*** Opening Records shown ***

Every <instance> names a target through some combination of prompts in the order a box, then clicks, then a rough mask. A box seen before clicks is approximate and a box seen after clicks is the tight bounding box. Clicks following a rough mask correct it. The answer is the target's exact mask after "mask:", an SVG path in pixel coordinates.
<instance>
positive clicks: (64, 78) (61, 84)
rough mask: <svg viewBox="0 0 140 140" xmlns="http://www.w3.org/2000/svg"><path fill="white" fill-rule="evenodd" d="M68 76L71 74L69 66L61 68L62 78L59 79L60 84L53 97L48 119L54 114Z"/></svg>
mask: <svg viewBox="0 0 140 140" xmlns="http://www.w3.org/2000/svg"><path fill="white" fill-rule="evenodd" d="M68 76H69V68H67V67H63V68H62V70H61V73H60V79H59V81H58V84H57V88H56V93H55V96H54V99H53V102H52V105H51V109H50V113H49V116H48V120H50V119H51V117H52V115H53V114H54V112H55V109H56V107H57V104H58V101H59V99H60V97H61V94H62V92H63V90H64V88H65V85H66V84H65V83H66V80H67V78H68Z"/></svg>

*** Closing Records shown ***

▶ [Exercise requirements]
Reproduce exactly the lines from the beginning of the entries above up to and including the line that contains "positive clicks: (64, 78) (61, 84)".

▶ [Task answer]
Every <instance> names a target through some combination of prompts in the order a box, then clicks, then a rough mask. A box seen before clicks is approximate and a box seen after clicks is the tight bounding box. Clicks following a rough mask correct it. The answer is the target's exact mask after "mask:", an SVG path in pixel coordinates.
<instance>
positive clicks: (64, 78) (61, 84)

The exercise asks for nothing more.